TASK BRIEF:
Should the entries contain pictures, leave them out and return exactly the lines from the first through the line holding "positive clicks: (354, 416) (354, 473)".

GIVEN DATA:
↓

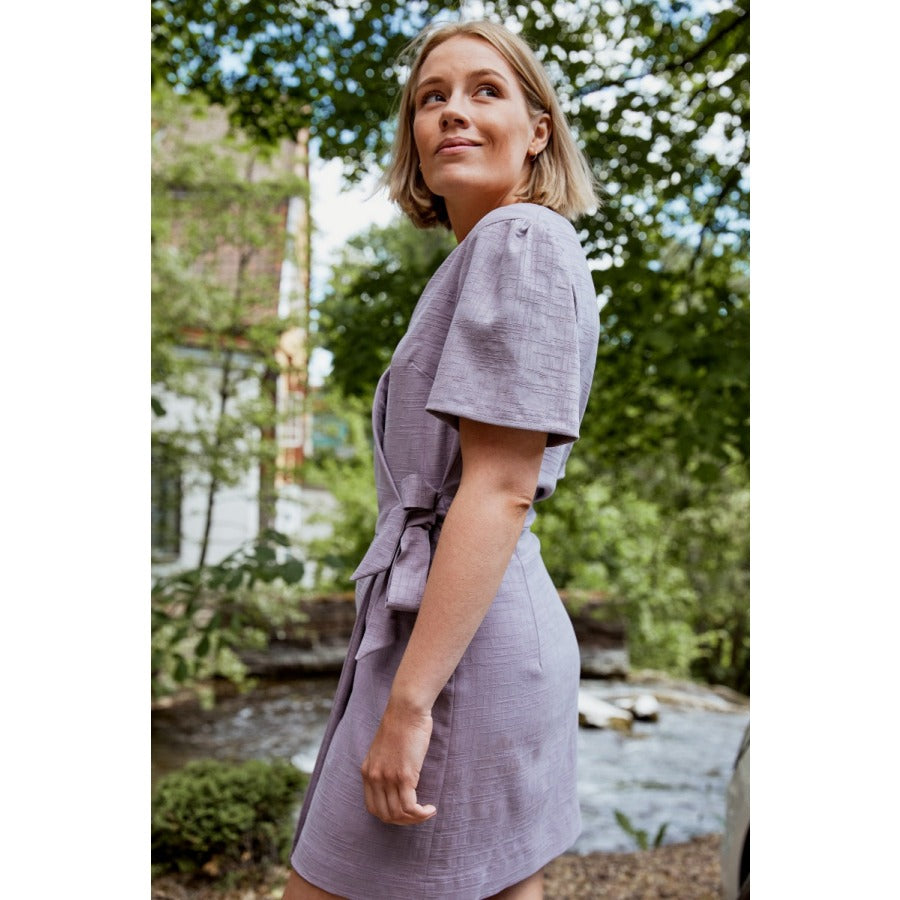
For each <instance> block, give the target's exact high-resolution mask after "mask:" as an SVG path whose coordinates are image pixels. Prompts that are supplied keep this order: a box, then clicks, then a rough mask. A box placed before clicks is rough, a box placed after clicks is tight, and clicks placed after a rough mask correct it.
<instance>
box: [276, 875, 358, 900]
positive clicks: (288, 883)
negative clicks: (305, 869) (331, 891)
mask: <svg viewBox="0 0 900 900" xmlns="http://www.w3.org/2000/svg"><path fill="white" fill-rule="evenodd" d="M281 900H344V898H343V897H339V896H338V895H337V894H329V893H328V891H323V890H322V888H317V887H316V886H315V885H314V884H310V883H309V882H308V881H307V880H306V879H305V878H303V877H302V876H301V875H298V874H297V873H296V872H295V871H294V870H293V869H291V874H290V875H289V876H288V883H287V885H286V886H285V889H284V893H283V894H282V895H281Z"/></svg>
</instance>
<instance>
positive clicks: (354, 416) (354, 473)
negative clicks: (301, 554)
mask: <svg viewBox="0 0 900 900" xmlns="http://www.w3.org/2000/svg"><path fill="white" fill-rule="evenodd" d="M321 402H322V403H323V405H325V406H327V408H328V409H330V410H332V411H333V412H334V413H335V414H336V415H337V416H338V418H339V420H340V421H341V422H343V423H344V424H345V425H346V426H348V431H347V434H346V436H345V438H344V442H343V447H344V452H343V453H341V454H340V455H338V454H337V453H335V452H322V453H317V454H316V456H315V457H313V458H311V459H309V460H307V462H306V463H305V464H304V468H303V476H304V478H305V480H306V482H307V483H308V484H321V485H324V486H325V487H327V488H328V490H329V491H330V493H331V494H332V495H333V496H334V498H335V500H336V501H337V505H336V508H335V510H334V511H333V512H330V513H329V512H322V513H319V514H318V515H317V516H316V517H314V518H313V520H312V524H323V523H324V524H326V525H327V526H328V527H327V532H328V534H327V536H326V537H316V538H312V539H311V540H309V541H307V542H306V544H305V546H304V552H305V554H306V555H307V557H308V558H309V559H311V560H315V568H314V571H313V580H314V587H315V588H316V589H317V590H339V591H343V590H347V589H348V588H349V587H350V586H351V582H350V576H351V575H352V574H353V570H354V569H355V568H356V567H357V565H359V561H360V560H361V559H362V558H363V556H364V555H365V552H366V550H367V549H368V546H369V542H370V541H371V540H372V535H373V534H374V533H375V520H376V518H377V514H378V501H377V497H376V494H375V479H374V475H373V466H374V461H373V459H372V443H371V426H370V412H369V411H370V409H371V398H366V399H361V398H355V399H346V398H342V397H341V396H340V394H339V393H337V392H334V393H331V394H330V395H329V396H327V397H324V398H322V401H321Z"/></svg>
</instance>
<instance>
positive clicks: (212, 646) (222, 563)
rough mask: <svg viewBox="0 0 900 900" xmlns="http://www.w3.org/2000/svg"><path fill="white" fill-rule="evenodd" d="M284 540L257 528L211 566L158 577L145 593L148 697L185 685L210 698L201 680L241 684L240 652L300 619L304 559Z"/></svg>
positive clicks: (163, 694) (276, 536) (166, 692)
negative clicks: (300, 599) (285, 623)
mask: <svg viewBox="0 0 900 900" xmlns="http://www.w3.org/2000/svg"><path fill="white" fill-rule="evenodd" d="M288 543H289V542H288V539H287V537H285V536H284V535H282V534H279V533H278V532H276V531H266V532H263V533H262V534H261V535H260V536H259V537H258V538H257V539H256V540H255V541H253V542H251V543H250V544H249V545H247V546H245V547H242V548H240V549H238V550H236V551H235V552H234V553H231V554H230V555H229V556H227V557H226V558H225V559H223V560H222V561H221V562H219V563H217V564H215V565H205V566H201V567H200V568H197V569H191V570H190V571H187V572H179V573H178V574H175V575H169V576H165V577H163V578H159V579H157V580H156V582H155V583H154V585H153V589H152V591H151V601H152V603H151V620H150V621H151V669H152V688H153V696H154V698H158V697H162V696H165V695H166V694H171V693H174V692H175V691H176V690H178V689H179V688H192V689H194V690H195V691H197V692H198V693H200V696H201V698H202V699H204V700H205V701H206V702H211V695H210V692H209V691H208V690H203V682H205V681H208V680H209V679H211V678H214V677H223V678H227V679H229V680H230V681H232V682H234V683H235V684H243V683H244V682H245V681H246V666H245V665H244V664H243V663H242V662H241V659H240V657H239V651H241V650H244V649H249V648H255V647H262V646H264V645H265V642H266V639H267V637H268V632H269V629H270V628H271V627H272V626H274V625H278V624H281V623H287V622H300V621H302V618H303V617H302V614H301V613H299V612H298V611H297V607H296V603H295V600H296V595H297V594H298V593H299V588H298V587H297V585H298V583H299V581H300V579H301V578H302V576H303V563H301V562H300V561H299V560H297V559H295V558H293V557H292V556H290V555H289V554H288V553H287V552H286V548H287V547H288Z"/></svg>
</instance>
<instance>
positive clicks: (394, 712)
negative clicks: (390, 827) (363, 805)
mask: <svg viewBox="0 0 900 900" xmlns="http://www.w3.org/2000/svg"><path fill="white" fill-rule="evenodd" d="M430 741H431V715H430V714H428V713H421V712H413V711H410V710H403V709H400V708H398V706H396V705H394V704H391V703H390V702H389V703H388V707H387V709H386V710H385V713H384V716H383V717H382V719H381V725H379V727H378V731H377V732H376V733H375V739H374V740H373V741H372V746H371V747H370V748H369V752H368V754H367V755H366V758H365V760H364V761H363V764H362V776H363V787H364V789H365V794H366V809H367V810H368V811H369V812H370V813H372V815H373V816H376V817H377V818H379V819H381V821H382V822H385V823H387V824H388V825H418V824H420V823H421V822H425V821H427V820H428V819H430V818H431V817H432V816H433V815H434V814H435V813H436V812H437V810H436V809H435V807H434V806H432V805H430V804H429V805H428V806H422V805H421V804H419V802H418V799H417V797H416V787H417V785H418V783H419V773H420V772H421V771H422V763H423V762H424V761H425V754H426V753H427V752H428V744H429V742H430Z"/></svg>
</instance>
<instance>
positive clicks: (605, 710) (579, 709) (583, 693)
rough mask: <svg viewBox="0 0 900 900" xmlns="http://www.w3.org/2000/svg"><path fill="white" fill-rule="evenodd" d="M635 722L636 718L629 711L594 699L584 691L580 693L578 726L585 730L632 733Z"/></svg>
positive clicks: (578, 705)
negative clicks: (633, 721) (627, 732)
mask: <svg viewBox="0 0 900 900" xmlns="http://www.w3.org/2000/svg"><path fill="white" fill-rule="evenodd" d="M633 721H634V717H633V716H632V715H631V713H630V712H629V711H628V710H627V709H622V708H621V707H618V706H614V705H613V704H612V703H607V702H606V701H605V700H601V699H600V698H599V697H592V696H591V695H590V694H587V693H585V692H584V691H579V692H578V724H579V725H581V726H583V727H584V728H615V729H616V730H617V731H631V723H632V722H633Z"/></svg>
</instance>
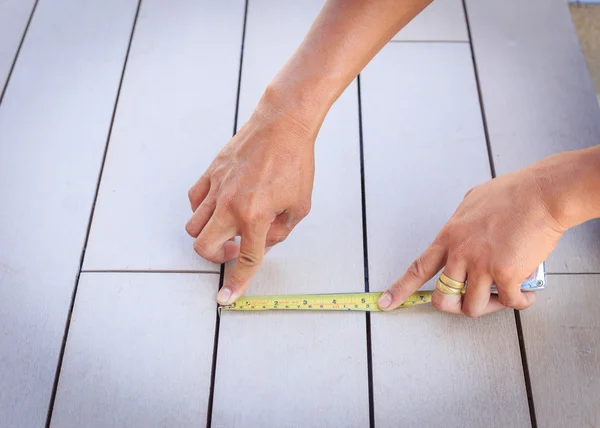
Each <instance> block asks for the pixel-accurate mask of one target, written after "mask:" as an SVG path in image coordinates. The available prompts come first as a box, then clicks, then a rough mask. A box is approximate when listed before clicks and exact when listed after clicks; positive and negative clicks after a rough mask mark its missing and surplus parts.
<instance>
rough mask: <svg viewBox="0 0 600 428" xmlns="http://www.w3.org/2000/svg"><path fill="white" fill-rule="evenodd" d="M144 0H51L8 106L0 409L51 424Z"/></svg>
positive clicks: (49, 2)
mask: <svg viewBox="0 0 600 428" xmlns="http://www.w3.org/2000/svg"><path fill="white" fill-rule="evenodd" d="M136 3H137V2H135V1H121V0H110V1H87V2H81V1H76V0H56V1H53V2H47V1H41V2H40V3H39V5H38V7H37V9H36V12H35V16H34V17H33V20H32V23H31V25H30V28H29V31H28V34H27V38H26V40H25V43H24V44H23V47H22V49H21V53H20V55H19V60H18V62H17V64H16V66H15V69H14V71H13V74H12V77H11V81H10V85H9V86H8V88H7V90H6V93H5V96H4V101H3V103H2V106H1V107H0V200H1V201H2V204H1V205H0V220H1V221H0V242H2V245H0V385H2V388H1V391H0V415H2V425H3V426H19V427H24V426H25V427H37V426H43V425H44V422H45V418H46V413H47V410H48V404H49V401H50V395H51V391H52V387H53V383H54V374H55V370H56V365H57V362H58V356H59V352H60V347H61V342H62V338H63V333H64V328H65V323H66V320H67V316H68V313H69V306H70V302H71V295H72V292H73V285H74V281H75V279H76V277H77V273H78V270H79V265H80V258H81V252H82V249H83V243H84V240H85V236H86V232H87V226H88V221H89V216H90V211H91V207H92V203H93V199H94V195H95V192H96V183H97V179H98V173H99V170H100V165H101V162H102V156H103V153H104V147H105V144H106V139H107V135H108V130H109V126H110V120H111V116H112V112H113V107H114V103H115V99H116V94H117V89H118V86H119V80H120V77H121V71H122V68H123V64H124V60H125V55H126V51H127V45H128V42H129V36H130V32H131V28H132V25H133V20H134V15H135V11H136Z"/></svg>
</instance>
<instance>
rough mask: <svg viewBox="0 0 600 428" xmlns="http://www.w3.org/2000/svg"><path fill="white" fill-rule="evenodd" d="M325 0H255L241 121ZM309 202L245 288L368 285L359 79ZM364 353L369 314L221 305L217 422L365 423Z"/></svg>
mask: <svg viewBox="0 0 600 428" xmlns="http://www.w3.org/2000/svg"><path fill="white" fill-rule="evenodd" d="M321 3H322V2H320V1H312V2H292V1H287V2H269V1H256V0H255V1H252V2H250V4H249V12H248V22H247V35H246V41H245V53H244V65H243V68H242V86H241V100H240V125H241V124H242V121H244V120H246V119H247V118H248V117H249V116H250V113H251V111H252V109H253V107H254V106H255V104H256V102H257V101H258V99H259V97H260V95H261V93H262V91H263V90H264V88H265V86H266V85H267V83H268V81H269V80H270V78H271V77H272V76H273V75H275V73H276V72H277V71H278V70H279V68H280V67H281V66H282V65H283V63H284V62H285V61H286V60H287V58H288V57H289V56H290V55H291V54H292V52H293V50H294V49H295V48H296V46H297V44H299V43H300V41H301V40H302V38H303V37H304V35H305V34H306V31H307V30H308V28H309V27H310V25H311V23H312V21H313V19H314V17H315V16H316V15H317V13H318V11H319V9H320V7H321ZM288 16H292V17H293V19H291V20H287V19H285V18H286V17H288ZM273 34H277V37H273ZM312 206H313V208H312V212H311V214H310V215H309V216H308V217H307V218H305V219H304V220H303V221H302V222H301V223H300V224H299V225H298V226H297V227H296V230H294V231H293V232H292V234H291V235H290V237H289V238H288V239H287V240H286V241H285V242H284V243H282V244H280V245H278V246H276V247H275V248H274V249H273V250H272V251H271V252H270V253H269V254H268V255H267V257H266V259H265V261H264V263H263V265H262V266H261V269H260V271H259V273H258V275H257V276H256V278H255V280H254V281H253V283H252V285H251V286H250V289H249V290H248V292H247V294H249V295H250V294H254V295H261V294H273V293H282V294H283V293H318V292H352V291H362V290H364V273H363V248H362V228H361V200H360V159H359V134H358V101H357V87H356V85H355V84H352V85H351V86H350V88H349V89H348V91H346V93H344V94H343V95H342V97H341V98H340V99H339V101H338V102H337V103H336V105H334V107H333V108H332V110H331V112H330V113H329V116H328V118H327V119H326V121H325V123H324V124H323V127H322V129H321V132H320V135H319V138H318V140H317V144H316V177H315V188H314V192H313V204H312ZM230 268H231V265H228V269H230ZM366 352H367V351H366V328H365V316H364V314H359V313H343V314H339V313H338V314H316V313H302V314H298V313H296V314H294V313H251V314H240V313H229V312H225V313H223V315H222V317H221V324H220V333H219V349H218V358H217V371H216V381H215V392H214V394H215V395H214V407H213V417H212V426H213V427H224V426H226V427H232V426H236V427H241V426H246V427H255V426H272V425H273V423H276V424H277V425H280V426H289V427H301V426H315V427H316V426H361V427H364V426H368V423H369V405H368V376H367V360H366Z"/></svg>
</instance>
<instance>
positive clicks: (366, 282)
mask: <svg viewBox="0 0 600 428" xmlns="http://www.w3.org/2000/svg"><path fill="white" fill-rule="evenodd" d="M356 86H357V92H358V136H359V149H360V189H361V205H362V232H363V261H364V275H365V292H367V293H368V292H369V289H370V288H369V247H368V236H367V198H366V190H365V189H366V187H365V157H364V141H363V125H362V98H361V86H360V74H359V75H358V76H357V77H356ZM365 329H366V337H367V376H368V390H369V426H370V428H375V398H374V393H373V346H372V338H371V314H370V313H369V312H367V313H366V314H365Z"/></svg>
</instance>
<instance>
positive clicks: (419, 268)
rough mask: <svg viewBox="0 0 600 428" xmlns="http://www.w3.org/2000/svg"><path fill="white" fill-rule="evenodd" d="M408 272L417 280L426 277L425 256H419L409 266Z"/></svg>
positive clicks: (407, 272)
mask: <svg viewBox="0 0 600 428" xmlns="http://www.w3.org/2000/svg"><path fill="white" fill-rule="evenodd" d="M406 273H407V274H408V275H409V276H411V277H413V278H415V279H417V280H421V279H424V278H425V277H426V275H427V274H426V272H425V266H424V265H423V257H422V256H419V257H417V258H416V259H415V260H414V261H413V262H412V263H411V264H410V266H409V267H408V270H407V271H406Z"/></svg>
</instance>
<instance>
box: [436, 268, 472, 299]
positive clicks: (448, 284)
mask: <svg viewBox="0 0 600 428" xmlns="http://www.w3.org/2000/svg"><path fill="white" fill-rule="evenodd" d="M435 288H437V289H438V290H439V291H441V292H442V293H444V294H464V289H465V283H464V282H460V281H456V280H454V279H452V278H449V277H448V276H447V275H445V274H444V273H442V274H441V275H440V277H439V278H438V280H437V283H436V285H435Z"/></svg>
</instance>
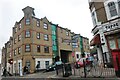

↑

ANSWER:
For each <instance> block, give the target's exact high-resolution mask after "mask:" as an SVG path whose coordinates are image pixels. Prompts that are supplied keep this order: a box, then clicks, then a rough mask. A box placed before clicks is rough, a box placed after clicks is tight, and clicks placed after a rough mask correct it.
<instance>
box: [276, 875, 358, 900]
positive clicks: (288, 883)
negative clicks: (305, 869) (331, 891)
mask: <svg viewBox="0 0 900 900" xmlns="http://www.w3.org/2000/svg"><path fill="white" fill-rule="evenodd" d="M281 900H344V898H343V897H339V896H338V895H337V894H329V893H328V891H323V890H322V888H317V887H316V886H315V885H314V884H310V883H309V882H308V881H307V880H306V879H305V878H303V877H302V876H301V875H298V874H297V873H296V872H295V871H294V870H293V869H291V874H290V875H289V876H288V883H287V885H286V886H285V889H284V893H283V894H282V895H281Z"/></svg>
</instance>
<instance>
positive clicks: (354, 416) (354, 473)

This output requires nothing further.